Restate the records below word for word, and omit the images they hold.

——————————

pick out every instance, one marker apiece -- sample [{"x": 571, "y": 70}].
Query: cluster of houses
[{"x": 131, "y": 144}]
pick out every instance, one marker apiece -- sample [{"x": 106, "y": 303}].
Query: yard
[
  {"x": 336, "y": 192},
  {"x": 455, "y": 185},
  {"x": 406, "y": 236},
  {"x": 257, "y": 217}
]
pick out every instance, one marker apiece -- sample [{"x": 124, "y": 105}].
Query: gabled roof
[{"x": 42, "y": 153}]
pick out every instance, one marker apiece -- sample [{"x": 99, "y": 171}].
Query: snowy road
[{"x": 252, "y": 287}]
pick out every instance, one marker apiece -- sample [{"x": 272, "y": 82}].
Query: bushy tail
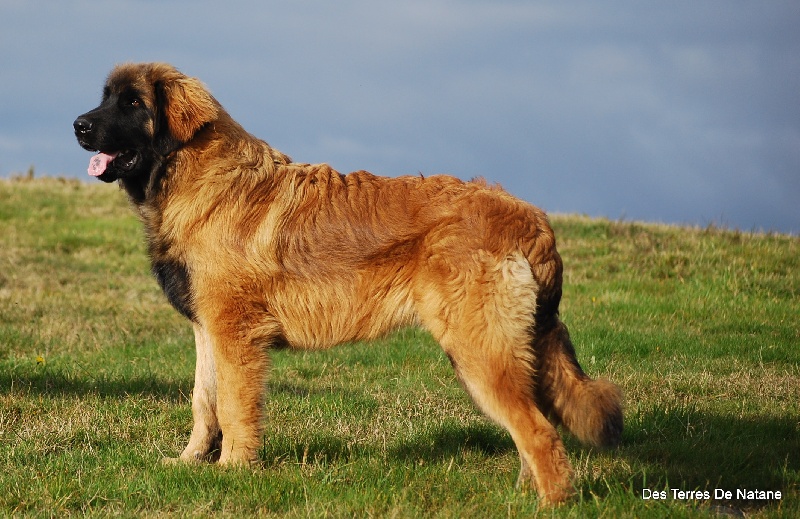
[{"x": 589, "y": 409}]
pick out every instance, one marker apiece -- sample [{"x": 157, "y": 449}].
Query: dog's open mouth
[{"x": 123, "y": 160}]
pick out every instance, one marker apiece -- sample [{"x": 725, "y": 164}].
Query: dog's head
[{"x": 148, "y": 111}]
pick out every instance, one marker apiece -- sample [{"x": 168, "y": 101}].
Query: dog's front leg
[{"x": 206, "y": 433}]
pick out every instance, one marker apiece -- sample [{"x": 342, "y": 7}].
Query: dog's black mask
[{"x": 127, "y": 133}]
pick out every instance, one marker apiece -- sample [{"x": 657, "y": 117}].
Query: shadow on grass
[{"x": 450, "y": 439}]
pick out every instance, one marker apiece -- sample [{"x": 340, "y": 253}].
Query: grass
[{"x": 700, "y": 327}]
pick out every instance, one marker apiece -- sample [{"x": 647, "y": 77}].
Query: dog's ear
[{"x": 187, "y": 106}]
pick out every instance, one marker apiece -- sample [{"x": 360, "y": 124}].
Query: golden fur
[{"x": 259, "y": 251}]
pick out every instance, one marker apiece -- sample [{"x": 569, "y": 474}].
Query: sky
[{"x": 683, "y": 112}]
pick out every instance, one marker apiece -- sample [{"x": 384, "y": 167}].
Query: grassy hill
[{"x": 700, "y": 328}]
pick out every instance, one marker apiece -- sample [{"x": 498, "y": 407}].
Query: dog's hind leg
[
  {"x": 500, "y": 385},
  {"x": 589, "y": 409},
  {"x": 484, "y": 321},
  {"x": 241, "y": 336}
]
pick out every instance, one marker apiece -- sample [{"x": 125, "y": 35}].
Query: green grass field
[{"x": 700, "y": 328}]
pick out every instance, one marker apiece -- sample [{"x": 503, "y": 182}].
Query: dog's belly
[{"x": 326, "y": 314}]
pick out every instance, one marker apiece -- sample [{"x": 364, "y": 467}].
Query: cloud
[{"x": 683, "y": 112}]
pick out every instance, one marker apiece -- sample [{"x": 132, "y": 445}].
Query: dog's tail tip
[{"x": 599, "y": 420}]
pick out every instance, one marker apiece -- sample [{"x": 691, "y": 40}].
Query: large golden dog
[{"x": 258, "y": 251}]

——————————

◆ Full answer
pick out every instance, one marker apiece -- sample [{"x": 571, "y": 70}].
Query: cluster of houses
[{"x": 131, "y": 144}]
pick out every instance, one marker apiece -- sample [{"x": 106, "y": 303}].
Query: yard
[
  {"x": 336, "y": 192},
  {"x": 455, "y": 185},
  {"x": 406, "y": 236},
  {"x": 257, "y": 217}
]
pick out every instance, one marker apiece -- sample [{"x": 124, "y": 105}].
Query: gabled roof
[{"x": 42, "y": 153}]
pick out every instance, one marker apiece -- sample [{"x": 99, "y": 171}].
Query: snowy road
[{"x": 252, "y": 287}]
pick out every instance, one marker apiece -- sample [{"x": 272, "y": 82}].
Query: bushy tail
[{"x": 589, "y": 409}]
pick out every instance, one marker apiece -- sample [{"x": 157, "y": 449}].
Query: dog's open mouth
[{"x": 123, "y": 160}]
pick out every instance, one marker apiece -- sample [{"x": 725, "y": 164}].
Query: dog's head
[{"x": 148, "y": 111}]
pick out every instance, one marker apiece -- sample [{"x": 168, "y": 101}].
Query: dog's front leg
[{"x": 206, "y": 433}]
pick out every instance, one marker apiece -- sample [{"x": 342, "y": 7}].
Query: dog's black mask
[{"x": 127, "y": 133}]
pick out every instance, one marker apiece -- sample [{"x": 657, "y": 117}].
Query: shadow on grass
[{"x": 450, "y": 439}]
pick out every instance, one marker apiece -- sample [{"x": 340, "y": 253}].
Query: grass
[{"x": 700, "y": 327}]
pick out every instance, one marker apiece -- sample [{"x": 647, "y": 77}].
Query: dog's ear
[{"x": 187, "y": 106}]
pick out every instance, one marker apiece -- sample [{"x": 360, "y": 124}].
Query: golden fur
[{"x": 259, "y": 251}]
pick out every instance, one marker apiece -- sample [{"x": 569, "y": 474}].
Query: sky
[{"x": 683, "y": 112}]
pick out every instance, one marker apiece -- sample [{"x": 384, "y": 167}].
Query: grassy hill
[{"x": 700, "y": 328}]
pick out every instance, one marker apiece -- sample [{"x": 498, "y": 407}].
Query: dog's hind leg
[
  {"x": 500, "y": 385},
  {"x": 589, "y": 409},
  {"x": 484, "y": 321},
  {"x": 241, "y": 336}
]
pick out every instance, one marker apiece -- sample [{"x": 125, "y": 35}].
Query: green grass field
[{"x": 700, "y": 328}]
pick out every instance, one marker apiece -- sample [{"x": 503, "y": 182}].
Query: dog's belly
[{"x": 326, "y": 314}]
pick out every instance, one marker apiece -- sample [{"x": 364, "y": 467}].
Query: cloud
[{"x": 683, "y": 112}]
pick out every instance, one marker apiece -- sample [{"x": 132, "y": 445}].
Query: dog's tail tip
[{"x": 599, "y": 420}]
pick out every instance, one marker apiece -- sample [{"x": 691, "y": 40}].
Query: large golden dog
[{"x": 258, "y": 251}]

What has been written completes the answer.